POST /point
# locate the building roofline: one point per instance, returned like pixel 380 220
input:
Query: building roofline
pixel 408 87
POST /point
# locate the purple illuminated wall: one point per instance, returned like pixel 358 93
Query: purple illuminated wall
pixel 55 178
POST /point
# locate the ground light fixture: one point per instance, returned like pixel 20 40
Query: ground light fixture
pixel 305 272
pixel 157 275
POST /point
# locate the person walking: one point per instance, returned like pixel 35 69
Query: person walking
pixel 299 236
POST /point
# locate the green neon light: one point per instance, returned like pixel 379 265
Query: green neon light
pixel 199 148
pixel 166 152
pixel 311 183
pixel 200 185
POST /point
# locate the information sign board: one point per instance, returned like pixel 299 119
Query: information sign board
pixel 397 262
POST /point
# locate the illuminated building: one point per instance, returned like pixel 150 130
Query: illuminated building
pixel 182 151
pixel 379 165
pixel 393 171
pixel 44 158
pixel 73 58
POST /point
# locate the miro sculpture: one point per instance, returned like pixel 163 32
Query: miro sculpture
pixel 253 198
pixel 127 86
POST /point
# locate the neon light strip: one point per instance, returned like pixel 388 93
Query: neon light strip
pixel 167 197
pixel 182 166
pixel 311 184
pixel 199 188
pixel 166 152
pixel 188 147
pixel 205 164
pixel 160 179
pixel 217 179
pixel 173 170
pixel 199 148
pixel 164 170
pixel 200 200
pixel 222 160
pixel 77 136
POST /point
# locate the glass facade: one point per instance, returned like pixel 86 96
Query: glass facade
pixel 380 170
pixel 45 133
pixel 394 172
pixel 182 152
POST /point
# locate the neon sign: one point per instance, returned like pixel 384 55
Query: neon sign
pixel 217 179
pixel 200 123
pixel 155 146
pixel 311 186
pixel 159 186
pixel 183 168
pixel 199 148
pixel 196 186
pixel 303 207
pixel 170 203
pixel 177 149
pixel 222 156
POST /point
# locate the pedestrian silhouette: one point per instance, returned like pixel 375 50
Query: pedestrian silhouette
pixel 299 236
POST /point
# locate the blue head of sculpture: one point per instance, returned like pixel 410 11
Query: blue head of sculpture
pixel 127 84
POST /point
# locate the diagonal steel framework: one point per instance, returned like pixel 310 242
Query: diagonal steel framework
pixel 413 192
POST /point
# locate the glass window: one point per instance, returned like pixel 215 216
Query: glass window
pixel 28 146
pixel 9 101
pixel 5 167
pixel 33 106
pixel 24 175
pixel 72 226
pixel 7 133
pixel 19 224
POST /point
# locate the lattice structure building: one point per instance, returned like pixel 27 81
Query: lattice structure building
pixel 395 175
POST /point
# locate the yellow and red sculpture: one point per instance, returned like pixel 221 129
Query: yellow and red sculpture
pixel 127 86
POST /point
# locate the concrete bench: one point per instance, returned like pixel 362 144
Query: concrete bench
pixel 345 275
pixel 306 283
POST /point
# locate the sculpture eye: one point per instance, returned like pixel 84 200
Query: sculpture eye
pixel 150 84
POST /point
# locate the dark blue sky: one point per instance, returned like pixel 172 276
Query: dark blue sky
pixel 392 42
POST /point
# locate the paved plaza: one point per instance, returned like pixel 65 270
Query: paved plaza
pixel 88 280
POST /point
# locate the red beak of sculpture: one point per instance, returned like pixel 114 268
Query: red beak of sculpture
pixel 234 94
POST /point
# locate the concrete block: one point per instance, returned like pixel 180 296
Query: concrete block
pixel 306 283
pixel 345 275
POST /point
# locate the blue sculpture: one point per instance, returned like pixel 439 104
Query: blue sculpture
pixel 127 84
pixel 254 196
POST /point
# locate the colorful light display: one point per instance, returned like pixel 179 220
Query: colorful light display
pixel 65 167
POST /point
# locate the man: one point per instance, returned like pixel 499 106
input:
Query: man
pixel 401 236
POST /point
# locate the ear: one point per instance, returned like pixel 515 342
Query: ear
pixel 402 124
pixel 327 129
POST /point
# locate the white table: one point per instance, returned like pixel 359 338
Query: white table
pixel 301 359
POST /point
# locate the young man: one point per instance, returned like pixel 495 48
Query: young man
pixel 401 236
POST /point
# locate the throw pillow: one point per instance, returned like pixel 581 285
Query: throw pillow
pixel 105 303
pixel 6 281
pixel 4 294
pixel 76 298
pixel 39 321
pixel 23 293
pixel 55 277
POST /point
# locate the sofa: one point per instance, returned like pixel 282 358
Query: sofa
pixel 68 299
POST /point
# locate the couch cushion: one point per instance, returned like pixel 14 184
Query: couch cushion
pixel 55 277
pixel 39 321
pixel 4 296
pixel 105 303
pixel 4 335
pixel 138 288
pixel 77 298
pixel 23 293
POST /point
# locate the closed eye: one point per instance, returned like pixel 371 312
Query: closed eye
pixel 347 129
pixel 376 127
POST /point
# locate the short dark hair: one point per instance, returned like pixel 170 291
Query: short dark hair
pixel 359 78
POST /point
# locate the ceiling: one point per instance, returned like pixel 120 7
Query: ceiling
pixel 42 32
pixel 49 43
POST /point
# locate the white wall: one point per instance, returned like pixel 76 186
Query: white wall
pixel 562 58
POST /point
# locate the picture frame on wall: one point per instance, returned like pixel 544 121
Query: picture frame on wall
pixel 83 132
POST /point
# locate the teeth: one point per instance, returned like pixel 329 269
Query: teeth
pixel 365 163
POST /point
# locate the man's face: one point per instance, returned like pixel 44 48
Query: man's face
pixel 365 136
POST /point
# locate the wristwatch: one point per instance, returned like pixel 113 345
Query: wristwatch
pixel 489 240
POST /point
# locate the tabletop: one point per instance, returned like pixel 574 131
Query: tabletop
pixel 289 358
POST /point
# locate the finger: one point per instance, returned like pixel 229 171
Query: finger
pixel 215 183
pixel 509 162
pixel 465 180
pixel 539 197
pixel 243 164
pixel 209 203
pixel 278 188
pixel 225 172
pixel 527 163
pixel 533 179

☆ ☆ ☆ ☆ ☆ ☆ ☆

__Requirement__.
Your task is to retype all the records above with nothing left out.

__Exercise response__.
POST /point
# locate the building roofline: one point per instance, returned like pixel 380 220
input:
Query: building roofline
pixel 408 87
POST /point
# locate the purple illuminated wall: one point per instance, returned like pixel 358 93
Query: purple illuminated wall
pixel 55 178
POST /point
# locate the ground light fixture: one point per instance, returned like pixel 20 40
Query: ground light fixture
pixel 305 272
pixel 157 275
POST /point
# locate the person walking: one point per instance, returned like pixel 35 69
Query: person walking
pixel 299 236
POST /point
# locate the green neon light: one point per instance, returned like pixel 379 265
Query: green neon light
pixel 199 148
pixel 166 152
pixel 311 183
pixel 200 185
POST /point
# locate the information sign board: one point per instance, returned like pixel 299 119
Query: information sign board
pixel 397 262
POST /point
# locate the illuminated building: one point per instance, returned like pixel 150 130
Query: illuminated building
pixel 182 151
pixel 379 165
pixel 393 171
pixel 44 158
pixel 73 58
POST /point
# locate the miro sculpture: one point per instance, returned like pixel 163 32
Query: miro sculpture
pixel 253 198
pixel 127 86
POST /point
# locate the neon light strip: one point per instance, returned like pixel 388 93
Query: neon light strip
pixel 167 197
pixel 182 166
pixel 311 184
pixel 199 188
pixel 166 152
pixel 188 147
pixel 205 164
pixel 160 179
pixel 217 179
pixel 173 170
pixel 199 148
pixel 164 170
pixel 200 200
pixel 222 160
pixel 77 136
POST /point
# locate the glass facade: one point per instance, returned like pixel 86 96
Query: glass facade
pixel 380 170
pixel 45 133
pixel 394 172
pixel 182 152
POST /point
# locate the neon sign: one point per instance, returned like pixel 384 55
Query: neon sign
pixel 217 179
pixel 200 123
pixel 155 146
pixel 311 186
pixel 159 186
pixel 183 168
pixel 199 148
pixel 196 186
pixel 303 207
pixel 170 203
pixel 177 149
pixel 222 156
POST /point
# locate the pedestrian silhouette: one point per instance, returned like pixel 375 50
Query: pedestrian silhouette
pixel 299 236
POST /point
# locate the blue head of sculpture: one point per instance, returned like pixel 410 11
Query: blue head of sculpture
pixel 127 84
POST /point
# locate the diagonal steel framework: one point per instance, returned like pixel 310 242
Query: diagonal steel framework
pixel 413 192
POST /point
# locate the glass window: one point per instance, returned like pixel 215 216
Query: glass window
pixel 28 146
pixel 9 101
pixel 5 167
pixel 33 106
pixel 24 175
pixel 72 226
pixel 7 133
pixel 19 224
POST /point
# locate the lattice structure building: one point per instance, returned like pixel 27 81
Query: lattice structure building
pixel 395 175
POST /point
# locate the yellow and red sculpture: one point per instance, returned like pixel 221 129
Query: yellow and red sculpture
pixel 127 86
POST /point
# locate the concrete bench: one point per instance, returned like pixel 362 144
Query: concrete bench
pixel 345 275
pixel 306 283
POST /point
# locate the sculpture eye: one point per instance, returned like pixel 84 200
Query: sculpture eye
pixel 150 84
POST /point
# locate the dark blue sky: one point per instance, returned like pixel 172 276
Query: dark blue sky
pixel 392 42
POST /point
# locate the paved plaza: one point per instance, returned like pixel 65 270
Query: paved plaza
pixel 88 280
POST /point
# locate the red beak of sculpture: one point per instance, returned like pixel 114 268
Query: red beak of sculpture
pixel 234 94
POST /point
# locate the concrete block: one point per instance, returned like pixel 180 296
Query: concrete block
pixel 306 283
pixel 345 275
POST /point
# locate the blue sculpture: one point per instance, returned like pixel 439 104
Query: blue sculpture
pixel 127 84
pixel 254 196
POST /point
# locate the colorful light display: one point per instance, returned like pixel 179 220
Query: colorful light display
pixel 65 167
POST /point
# locate the man: one point per instance, returned like pixel 499 106
input:
Query: man
pixel 401 236
POST /point
# locate the ear: one point per instance, returned like pixel 515 342
Query: ear
pixel 402 124
pixel 327 129
POST /point
# locate the white table: one point per instance, returned like pixel 359 338
Query: white table
pixel 301 359
POST /point
# locate the young man: one point per instance, returned like pixel 495 48
Query: young man
pixel 401 236
POST /point
# locate the throw pillow: one point per instance, returned like pixel 581 285
Query: throw pillow
pixel 105 303
pixel 6 281
pixel 4 294
pixel 76 298
pixel 39 321
pixel 23 293
pixel 55 277
POST /point
# locate the sofa: one point per instance, returned like pixel 282 358
Query: sofa
pixel 68 299
POST /point
# locate the couch cushion: one point per instance, returned like pixel 14 184
Query: couch cushion
pixel 55 277
pixel 39 321
pixel 4 296
pixel 105 303
pixel 4 335
pixel 138 288
pixel 77 298
pixel 23 293
POST /point
# locate the closed eye: one point per instance, returned like pixel 371 312
Query: closed eye
pixel 347 129
pixel 376 127
POST /point
# locate the short dark hair: one point per instance, returned like pixel 170 291
Query: short dark hair
pixel 359 78
POST /point
# locate the ceiling: one point per instance, returned like pixel 120 7
Query: ceiling
pixel 42 32
pixel 49 43
POST /point
# locate the white wall: one point per instance, returned like pixel 76 186
Query: white wall
pixel 562 58
POST /point
# locate the picture frame on wall: one point per instance, returned like pixel 544 121
Query: picture frame on wall
pixel 83 132
POST /point
# locate the teeth: one point per instance, returned like pixel 329 269
Query: teeth
pixel 365 163
POST /point
# locate the man's face: one point per instance, returned like pixel 44 48
Query: man's face
pixel 365 136
POST /point
# locate the wristwatch: one point per instance, returned like pixel 113 345
Query: wristwatch
pixel 489 240
POST /point
# locate the tabletop: one point per instance, returned like pixel 574 131
Query: tabletop
pixel 289 358
POST /point
# locate the finger: one point per instance, returned like pixel 229 171
Query: finger
pixel 215 183
pixel 509 162
pixel 465 180
pixel 539 197
pixel 243 164
pixel 209 203
pixel 278 188
pixel 225 172
pixel 527 163
pixel 533 179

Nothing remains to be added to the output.